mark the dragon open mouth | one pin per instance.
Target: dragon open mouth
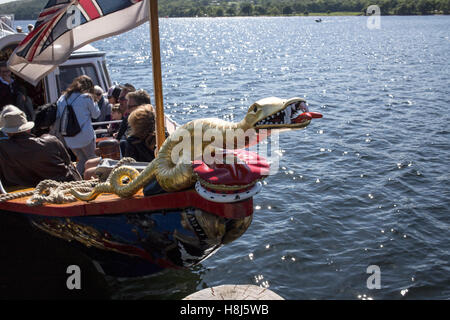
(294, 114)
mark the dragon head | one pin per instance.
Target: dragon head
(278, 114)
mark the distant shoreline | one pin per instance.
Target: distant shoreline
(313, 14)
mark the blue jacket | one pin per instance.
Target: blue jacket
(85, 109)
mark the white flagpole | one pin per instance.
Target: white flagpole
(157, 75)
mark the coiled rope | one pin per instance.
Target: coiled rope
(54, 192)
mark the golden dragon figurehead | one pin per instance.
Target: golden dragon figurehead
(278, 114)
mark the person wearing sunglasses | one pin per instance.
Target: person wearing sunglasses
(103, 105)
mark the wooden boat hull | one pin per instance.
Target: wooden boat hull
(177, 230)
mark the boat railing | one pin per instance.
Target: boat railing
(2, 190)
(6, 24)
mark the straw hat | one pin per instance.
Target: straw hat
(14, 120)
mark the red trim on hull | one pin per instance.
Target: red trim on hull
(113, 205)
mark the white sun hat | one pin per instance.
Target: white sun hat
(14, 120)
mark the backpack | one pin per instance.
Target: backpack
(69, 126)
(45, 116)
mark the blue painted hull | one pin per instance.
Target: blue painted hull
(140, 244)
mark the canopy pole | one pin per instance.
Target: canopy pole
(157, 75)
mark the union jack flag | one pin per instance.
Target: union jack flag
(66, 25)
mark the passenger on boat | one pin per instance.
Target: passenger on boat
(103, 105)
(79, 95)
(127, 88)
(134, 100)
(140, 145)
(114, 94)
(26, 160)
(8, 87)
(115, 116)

[What this task involves]
Everything in the records above must be repeated exactly, apart from the pictures.

[Answer for this exercise]
mark the dragon open mouth | one pin per instance.
Target: dragon open mouth
(294, 114)
mark the dragon head | one pin per instance.
Target: dragon head
(278, 114)
mark the distant shoreline | one pin per instance.
Target: distant shoreline
(313, 14)
mark the blue jacket | one pin per instance.
Target: blue jacket
(85, 109)
mark the white flagpole | one pin per instance.
Target: white flagpole
(157, 75)
mark the coiled rope | one pin per instance.
Target: coiled rope
(54, 192)
mark the golden dragon figurehead | one pin per instance.
Target: golden dragon figurehead
(278, 114)
mark the person wearing sunglasses | one pin per instance.
Target: person wearing sunglasses
(103, 105)
mark the wooden boat hull | one pin per instance.
Target: wooden boat hull
(177, 230)
mark the boat railing | one pin per instance.
Target: boat railing
(2, 190)
(6, 24)
mark the straw hat | one pin per instance.
Target: straw hat
(14, 120)
mark the red trim on hull | one pin per instance.
Target: red trim on hull
(113, 205)
mark the white sun hat | one pin per instance.
Target: white sun hat
(14, 120)
mark the backpack | one pin per instance.
Target: backpack
(69, 126)
(45, 116)
mark the blue painted hull | one pin per instance.
Target: blue painted hull
(140, 244)
mark the canopy pole | one pin per instance.
Target: canopy pole
(157, 75)
mark the union jack flag | one pin per instance.
Target: union jack flag
(66, 25)
mark the passenger on boat | one pin per instance.
Target: passenger on boat
(103, 105)
(79, 95)
(127, 88)
(134, 100)
(140, 145)
(114, 94)
(26, 160)
(8, 87)
(115, 116)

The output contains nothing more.